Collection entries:
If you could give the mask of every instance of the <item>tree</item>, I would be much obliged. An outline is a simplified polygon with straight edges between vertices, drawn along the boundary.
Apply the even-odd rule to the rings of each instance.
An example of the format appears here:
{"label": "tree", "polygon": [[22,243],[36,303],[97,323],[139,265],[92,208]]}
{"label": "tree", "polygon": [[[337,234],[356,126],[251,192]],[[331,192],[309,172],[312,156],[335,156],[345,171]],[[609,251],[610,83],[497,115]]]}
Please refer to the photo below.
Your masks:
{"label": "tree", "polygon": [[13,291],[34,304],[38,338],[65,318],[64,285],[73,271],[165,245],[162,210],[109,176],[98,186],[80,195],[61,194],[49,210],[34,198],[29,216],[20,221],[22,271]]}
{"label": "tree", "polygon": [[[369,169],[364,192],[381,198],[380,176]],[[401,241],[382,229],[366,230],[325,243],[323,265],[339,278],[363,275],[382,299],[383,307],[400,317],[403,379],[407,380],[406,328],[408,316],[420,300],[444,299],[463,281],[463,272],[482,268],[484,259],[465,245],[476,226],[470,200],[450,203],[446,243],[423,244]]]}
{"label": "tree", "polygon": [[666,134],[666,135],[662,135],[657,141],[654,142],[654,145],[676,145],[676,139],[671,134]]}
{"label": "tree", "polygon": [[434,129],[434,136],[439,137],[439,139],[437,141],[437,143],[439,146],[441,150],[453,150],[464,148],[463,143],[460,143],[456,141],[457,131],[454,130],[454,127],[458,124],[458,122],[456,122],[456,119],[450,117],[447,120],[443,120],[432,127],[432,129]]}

What you have to do: Collect every line in the items above that contains the string "label", and copy each of those lines in full.

Answer below:
{"label": "tree", "polygon": [[22,243],[36,303],[97,323],[139,265],[92,208]]}
{"label": "tree", "polygon": [[[337,234],[356,126],[251,192]],[[331,192],[309,172],[312,156],[335,156],[345,171]],[[609,251],[610,83],[497,115]]]}
{"label": "tree", "polygon": [[13,291],[34,304],[38,338],[65,318],[64,285],[73,271],[165,245],[162,210],[109,176],[98,186],[80,195],[61,194],[49,210],[34,198],[29,216],[20,221],[22,271]]}
{"label": "tree", "polygon": [[[369,169],[364,192],[381,198],[380,176]],[[401,241],[382,229],[366,230],[325,243],[323,265],[339,278],[363,275],[382,299],[383,307],[400,317],[403,379],[407,380],[406,328],[408,316],[420,300],[444,299],[463,281],[463,272],[482,268],[484,259],[465,245],[476,226],[470,200],[450,203],[446,243],[423,244]]]}
{"label": "tree", "polygon": [[666,134],[666,135],[662,135],[657,141],[654,142],[654,145],[676,145],[676,139],[671,134]]}
{"label": "tree", "polygon": [[434,129],[434,136],[439,137],[439,139],[437,141],[437,143],[439,146],[441,150],[453,150],[464,148],[463,143],[460,143],[456,141],[457,131],[454,130],[454,127],[458,124],[458,122],[456,122],[456,119],[450,117],[447,120],[443,120],[432,127],[432,129]]}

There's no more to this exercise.